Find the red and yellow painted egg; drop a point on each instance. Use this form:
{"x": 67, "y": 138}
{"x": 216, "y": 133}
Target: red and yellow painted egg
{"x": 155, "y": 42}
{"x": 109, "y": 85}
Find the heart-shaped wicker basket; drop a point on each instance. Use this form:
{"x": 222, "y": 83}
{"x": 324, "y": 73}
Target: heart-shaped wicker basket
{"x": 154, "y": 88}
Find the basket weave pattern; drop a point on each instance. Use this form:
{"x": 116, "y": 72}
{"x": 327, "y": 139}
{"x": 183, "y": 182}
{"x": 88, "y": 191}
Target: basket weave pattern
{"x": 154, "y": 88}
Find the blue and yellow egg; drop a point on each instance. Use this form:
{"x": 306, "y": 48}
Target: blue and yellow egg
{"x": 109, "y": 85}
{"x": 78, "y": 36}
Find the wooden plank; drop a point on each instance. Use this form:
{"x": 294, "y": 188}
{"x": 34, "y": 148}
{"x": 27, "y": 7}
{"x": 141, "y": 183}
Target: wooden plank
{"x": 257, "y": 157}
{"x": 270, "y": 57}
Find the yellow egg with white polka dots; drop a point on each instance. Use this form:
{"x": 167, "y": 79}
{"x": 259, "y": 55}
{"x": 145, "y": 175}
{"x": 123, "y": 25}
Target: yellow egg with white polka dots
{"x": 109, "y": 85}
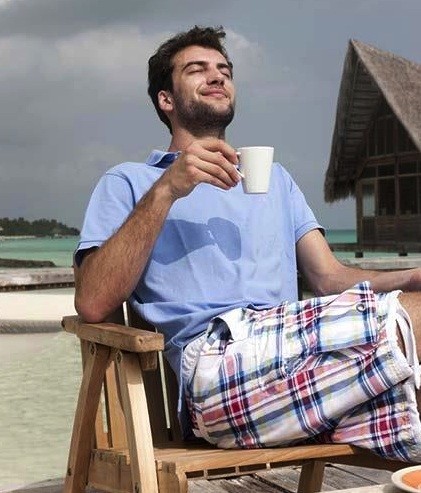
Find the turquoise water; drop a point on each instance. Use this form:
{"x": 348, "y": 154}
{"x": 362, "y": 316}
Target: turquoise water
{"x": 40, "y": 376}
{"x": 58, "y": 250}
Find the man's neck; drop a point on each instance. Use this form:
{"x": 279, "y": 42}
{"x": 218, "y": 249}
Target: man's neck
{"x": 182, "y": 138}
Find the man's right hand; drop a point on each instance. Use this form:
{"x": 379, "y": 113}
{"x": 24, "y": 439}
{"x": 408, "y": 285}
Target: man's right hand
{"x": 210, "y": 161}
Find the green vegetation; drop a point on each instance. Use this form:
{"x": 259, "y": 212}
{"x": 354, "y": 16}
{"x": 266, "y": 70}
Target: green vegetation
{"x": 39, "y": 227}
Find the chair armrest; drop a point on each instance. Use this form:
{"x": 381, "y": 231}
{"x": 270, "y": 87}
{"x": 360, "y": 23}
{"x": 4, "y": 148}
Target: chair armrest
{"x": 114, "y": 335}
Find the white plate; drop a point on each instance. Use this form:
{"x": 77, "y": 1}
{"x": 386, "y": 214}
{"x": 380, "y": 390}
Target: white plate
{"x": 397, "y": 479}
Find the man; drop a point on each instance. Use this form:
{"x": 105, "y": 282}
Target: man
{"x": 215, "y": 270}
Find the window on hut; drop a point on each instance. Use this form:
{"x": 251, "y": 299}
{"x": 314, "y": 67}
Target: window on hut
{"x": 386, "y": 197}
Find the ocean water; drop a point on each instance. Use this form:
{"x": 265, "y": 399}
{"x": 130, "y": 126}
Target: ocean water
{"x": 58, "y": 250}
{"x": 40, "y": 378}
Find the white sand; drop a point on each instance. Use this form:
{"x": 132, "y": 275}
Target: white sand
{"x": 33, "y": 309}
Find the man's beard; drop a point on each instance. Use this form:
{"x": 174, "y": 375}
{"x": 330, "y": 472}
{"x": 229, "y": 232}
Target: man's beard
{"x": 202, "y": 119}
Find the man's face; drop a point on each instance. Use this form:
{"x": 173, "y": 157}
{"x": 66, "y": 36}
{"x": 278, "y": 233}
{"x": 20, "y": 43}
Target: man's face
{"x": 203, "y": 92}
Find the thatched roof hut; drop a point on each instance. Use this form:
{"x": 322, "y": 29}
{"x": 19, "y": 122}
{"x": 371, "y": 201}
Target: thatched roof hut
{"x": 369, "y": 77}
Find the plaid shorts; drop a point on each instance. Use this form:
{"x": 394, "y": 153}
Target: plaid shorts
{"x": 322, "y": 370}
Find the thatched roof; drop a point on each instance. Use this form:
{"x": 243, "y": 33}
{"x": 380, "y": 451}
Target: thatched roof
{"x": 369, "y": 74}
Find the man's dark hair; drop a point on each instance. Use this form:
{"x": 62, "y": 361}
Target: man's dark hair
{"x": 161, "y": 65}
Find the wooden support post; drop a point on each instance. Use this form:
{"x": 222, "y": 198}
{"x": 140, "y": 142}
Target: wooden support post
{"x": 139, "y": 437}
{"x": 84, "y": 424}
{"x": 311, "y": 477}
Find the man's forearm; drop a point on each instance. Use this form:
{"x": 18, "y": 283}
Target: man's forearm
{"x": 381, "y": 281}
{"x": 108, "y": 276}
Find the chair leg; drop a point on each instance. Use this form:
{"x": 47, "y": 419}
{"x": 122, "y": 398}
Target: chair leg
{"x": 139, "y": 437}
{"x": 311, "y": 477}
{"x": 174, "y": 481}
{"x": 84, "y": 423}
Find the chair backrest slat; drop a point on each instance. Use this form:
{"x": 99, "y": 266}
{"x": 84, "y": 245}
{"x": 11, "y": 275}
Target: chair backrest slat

______________________________

(THE TASK) Search the material for the string "slat" and show every line that has it.

(EXERCISE OUTPUT)
Find the chair backrest slat; drop a point on each instance. Use this form:
Target: chair backrest slat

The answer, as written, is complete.